## Document extract:
Section 401(a)(9)(C) of the Code provides, in relevant part, that, for purposes of this paragraph, the term "required beginning date" means April 1 of the calendar year following the calendar year in which the IRA holder attains age 70 1/2.

Code section 401(a)(9)(B)(ii) provides, in general, that if a plan participant (IRA holder) dies before the distribution of his interest has begun in accordance with subparagraph (A)(ii) (prior to his required beginning date), then his entire interest must be distributed within 5 years of his death.

Code section 401(a)(9)(B)(iii) provides an exception to the 5-year rule (above). In general, pursuant to the exception, if any portion of the interest of a deceased plan participant (IRA holder) is payable to (or for the benefit of a designated beneficiary), such portion will be distributed beginning not later than 1 year after the date of the deceased's death (or a later date as prescribed by the Secretary under Regulations) in accordance with regulations over the life of the designated beneficiary (or a period not extending beyond the life expectancy of the beneficiary).

## Material to process:
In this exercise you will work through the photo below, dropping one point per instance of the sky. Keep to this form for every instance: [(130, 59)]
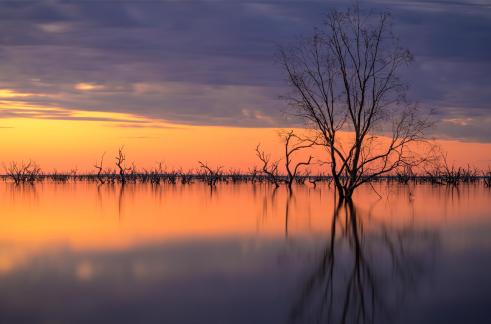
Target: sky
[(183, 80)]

* * *

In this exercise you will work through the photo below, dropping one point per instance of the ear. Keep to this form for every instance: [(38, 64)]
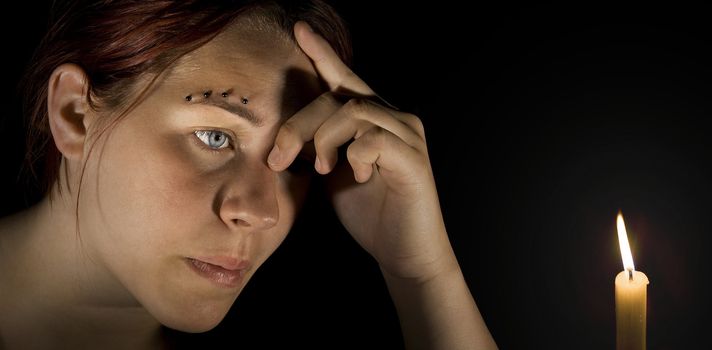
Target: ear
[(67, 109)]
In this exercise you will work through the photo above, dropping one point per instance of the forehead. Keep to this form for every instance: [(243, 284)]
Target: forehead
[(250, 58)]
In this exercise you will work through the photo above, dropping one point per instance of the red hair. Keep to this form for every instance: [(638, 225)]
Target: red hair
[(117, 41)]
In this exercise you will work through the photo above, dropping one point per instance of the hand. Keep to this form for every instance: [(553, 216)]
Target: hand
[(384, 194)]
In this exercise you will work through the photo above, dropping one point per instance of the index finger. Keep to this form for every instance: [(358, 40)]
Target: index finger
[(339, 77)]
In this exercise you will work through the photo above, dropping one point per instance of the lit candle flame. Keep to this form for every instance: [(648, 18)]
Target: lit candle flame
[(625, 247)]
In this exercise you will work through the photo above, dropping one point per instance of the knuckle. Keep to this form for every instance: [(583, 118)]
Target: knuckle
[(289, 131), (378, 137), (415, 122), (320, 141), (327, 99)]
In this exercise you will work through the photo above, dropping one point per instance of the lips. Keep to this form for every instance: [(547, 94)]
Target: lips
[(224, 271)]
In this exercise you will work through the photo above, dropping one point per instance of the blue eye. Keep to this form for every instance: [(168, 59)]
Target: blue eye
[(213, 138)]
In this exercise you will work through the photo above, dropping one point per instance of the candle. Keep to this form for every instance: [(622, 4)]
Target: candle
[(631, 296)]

--

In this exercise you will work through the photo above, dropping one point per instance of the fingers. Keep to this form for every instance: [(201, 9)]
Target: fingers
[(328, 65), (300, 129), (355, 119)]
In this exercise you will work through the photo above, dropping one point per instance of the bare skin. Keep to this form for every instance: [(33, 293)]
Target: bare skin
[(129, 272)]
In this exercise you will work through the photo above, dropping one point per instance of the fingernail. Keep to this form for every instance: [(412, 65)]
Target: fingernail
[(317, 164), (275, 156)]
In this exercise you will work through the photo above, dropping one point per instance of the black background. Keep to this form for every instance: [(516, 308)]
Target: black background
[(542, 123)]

## Complete the following:
1 > Multiply the point coordinates in the answers by 1.9, rounding to whole numbers with halves going up, and rewrite the stretch of entries from the line containing "instance: [(638, 225)]" through the line containing "[(384, 194)]", both included. Keep every request line and its format sample as it is, and return only that stretch.
2 > Proceed with the passage on IRA distribution rules, picking up right after its last sentence.
The passage on IRA distribution rules and the entries have nothing to do with each other.

## Results of the tasks:
1 >
In this exercise you will work through the photo above, dropping one point per instance of the red hair. Keep to this form for every instance: [(638, 225)]
Target: red hair
[(222, 78)]
In this exercise you will work through the photo above, dropping one point per instance of the hand. Keep to this form for every instance: [(553, 216)]
Target: hand
[(730, 369)]

2 >
Code section 401(a)(9)(E) defines "designated beneficiary" as any individual designated as a beneficiary by the employee (IRA holder).

Code section 408(a)(6) provides that, under regulations prescribed by the Secretary, rules similar to the rules of section 401(a)(9) and the incidental death benefit requirements of section 401(a) shall apply to the distribution of the entire interest of an individual for whose benefit an IRA trust is maintained.

With further respect to your ruling requests, "Final" Income Tax Regulations under Code sections 401(a)(9) and 408(a)(6) were published in the Federal Register at 67 Federal Register 18987-19028 (April 17, 2002), and in the Internal Revenue Bulletin at 2002-19 I.R.B. 852 (May 13, 2002). The Preamble to the "Final" Regulations, in relevant part, provide that the regulations apply for determining required minimum distributions for calendar years beginning after January 1, 2003[.]

In addition, the "Final" Regulations have been modified in part (See 2004-26 I.R.B. 1082, 1098 (June 28, 2004)). The modification to the "Final" Regulations may also be relied upon with respect to required distributions for the 2003 and subsequent calendar years.

Section 1.401(a)(9)-3 of the "Final" regulations, Q&A-3(a) provides, in general, that, with respect to the life expectancy exception to the 5-year rule described in Code section 401(a)(9)(B)(iii), and in A-1, distributions are required to begin to a non-spouse beneficiary on or before the end of the calendar year immediately following the calendar year in which the employee died. This rule also applies if another individual is a designated beneficiary in addition to the employee's (IRA holder's) surviving spouse.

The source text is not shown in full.